- Do this: Rewrite the rows from the start of the rows through the line containing "[[[84,81],[83,77],[78,79],[78,91],[84,93]]]", both included, keeping every line as it is except that each polygon coordinate is shifted by adding 71 to it. Omit the pictures from your answer.

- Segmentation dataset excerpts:
>> BEGIN
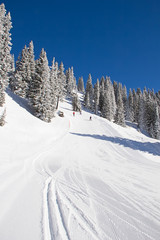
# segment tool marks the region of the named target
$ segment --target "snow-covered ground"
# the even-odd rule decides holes
[[[160,141],[82,111],[51,124],[6,96],[1,240],[159,240]]]

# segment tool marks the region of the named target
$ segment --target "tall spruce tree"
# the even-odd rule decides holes
[[[47,55],[44,49],[36,60],[36,74],[32,82],[32,98],[30,104],[36,117],[45,122],[51,121],[51,86]]]
[[[54,117],[57,103],[57,73],[58,67],[55,63],[55,58],[52,61],[52,67],[50,70],[50,96],[51,96],[51,118]]]
[[[104,77],[100,80],[100,94],[99,94],[99,110],[102,112],[103,102],[104,102]]]
[[[9,73],[11,71],[12,57],[11,51],[11,33],[12,28],[10,13],[6,14],[5,5],[0,5],[0,107],[5,104],[5,90],[8,86]],[[5,113],[3,110],[0,116],[0,125],[5,123]]]
[[[95,114],[98,113],[98,107],[99,107],[99,79],[97,79],[96,84],[94,85],[94,111]]]
[[[117,92],[117,110],[115,114],[115,123],[125,127],[125,117],[124,117],[124,107],[123,107],[123,100],[122,100],[122,88],[121,84],[118,85],[118,92]]]
[[[88,76],[84,98],[85,107],[93,110],[93,86],[91,74]]]
[[[66,75],[64,73],[64,65],[61,62],[58,73],[57,73],[57,82],[58,82],[58,88],[57,88],[57,106],[56,109],[58,109],[59,101],[63,101],[64,97],[66,96]]]
[[[134,109],[133,109],[133,94],[131,88],[129,89],[129,96],[127,101],[127,120],[134,121]]]
[[[12,86],[13,91],[23,98],[26,98],[30,84],[28,68],[29,68],[28,49],[25,45],[25,47],[22,49],[22,52],[18,57],[18,60],[16,61],[15,82],[13,83]]]
[[[84,81],[83,77],[78,79],[78,91],[84,93]]]

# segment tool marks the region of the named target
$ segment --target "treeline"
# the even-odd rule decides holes
[[[109,77],[102,77],[100,82],[92,85],[89,74],[84,105],[95,114],[114,121],[125,127],[126,121],[137,123],[141,131],[146,131],[153,138],[160,139],[160,91],[140,88],[129,90],[127,96],[126,86],[111,82]]]
[[[50,122],[59,101],[73,91],[76,92],[76,80],[73,67],[64,72],[63,63],[58,66],[54,58],[52,66],[49,67],[44,49],[35,60],[31,41],[28,47],[22,49],[16,61],[9,87],[15,94],[28,99],[36,117]]]
[[[140,130],[145,130],[153,138],[160,139],[160,92],[129,90],[121,83],[111,82],[102,77],[92,84],[89,74],[86,88],[83,77],[76,84],[73,67],[64,71],[61,62],[58,65],[53,58],[49,66],[44,49],[35,60],[33,42],[25,46],[19,54],[16,66],[11,55],[12,28],[10,13],[6,13],[4,4],[0,5],[0,125],[5,124],[5,90],[10,89],[22,98],[26,98],[36,117],[50,122],[58,109],[59,101],[66,96],[72,97],[74,111],[81,111],[77,92],[84,94],[83,104],[100,116],[125,127],[126,121],[135,122]]]

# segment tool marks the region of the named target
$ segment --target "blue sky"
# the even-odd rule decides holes
[[[127,89],[160,90],[159,0],[6,0],[11,12],[12,53],[31,40],[51,65],[55,57],[75,76],[93,83],[102,75]]]

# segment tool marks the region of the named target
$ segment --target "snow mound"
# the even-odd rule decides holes
[[[49,124],[9,91],[6,107],[0,239],[160,239],[160,141],[69,100]]]

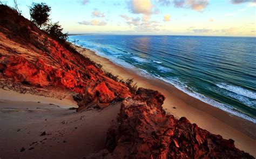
>> END
- Full output:
# segment tool marks the region of the named target
$ segment --target "snow-covered ground"
# the even-odd rule decides holes
[[[231,212],[153,182],[122,195],[77,167],[72,311],[230,311]]]

# segment tool marks the region of the named target
$ segment --target "tall spruce tree"
# the even-odd rule decides holes
[[[118,126],[115,120],[107,131],[107,145],[103,153],[103,169],[101,175],[107,188],[116,193],[122,192],[122,157]]]
[[[125,188],[128,174],[128,144],[129,138],[126,134],[126,129],[123,132],[123,138],[121,141],[121,167],[122,167],[122,189]]]
[[[175,148],[171,151],[171,165],[170,165],[170,181],[173,183],[174,173],[175,173]]]
[[[80,144],[82,142],[83,128],[82,122],[82,104],[83,99],[81,84],[77,85],[76,76],[71,76],[71,178],[76,175],[76,161],[79,157]],[[76,184],[74,181],[71,187],[71,196],[76,194]]]
[[[166,185],[169,184],[169,178],[170,178],[170,150],[168,150],[167,155],[165,156],[165,182]]]
[[[188,163],[188,181],[186,185],[186,194],[196,198],[196,188],[195,188],[195,178],[194,178],[194,171],[193,171],[193,159],[192,155],[189,156],[189,163]]]
[[[159,147],[155,169],[156,178],[164,181],[164,157],[162,145]]]
[[[137,146],[135,144],[135,136],[132,133],[129,144],[128,144],[128,153],[129,153],[129,159],[128,159],[128,177],[127,180],[129,180],[130,172],[134,172],[135,168],[137,167]]]
[[[205,180],[204,180],[204,165],[202,159],[200,160],[200,167],[198,172],[198,191],[205,192]]]
[[[83,157],[84,162],[94,169],[97,169],[101,155],[99,139],[100,139],[99,120],[96,116],[96,118],[93,120],[93,123],[89,128],[89,131],[87,132],[86,153],[84,154]]]
[[[155,152],[154,148],[149,150],[149,162],[155,164]]]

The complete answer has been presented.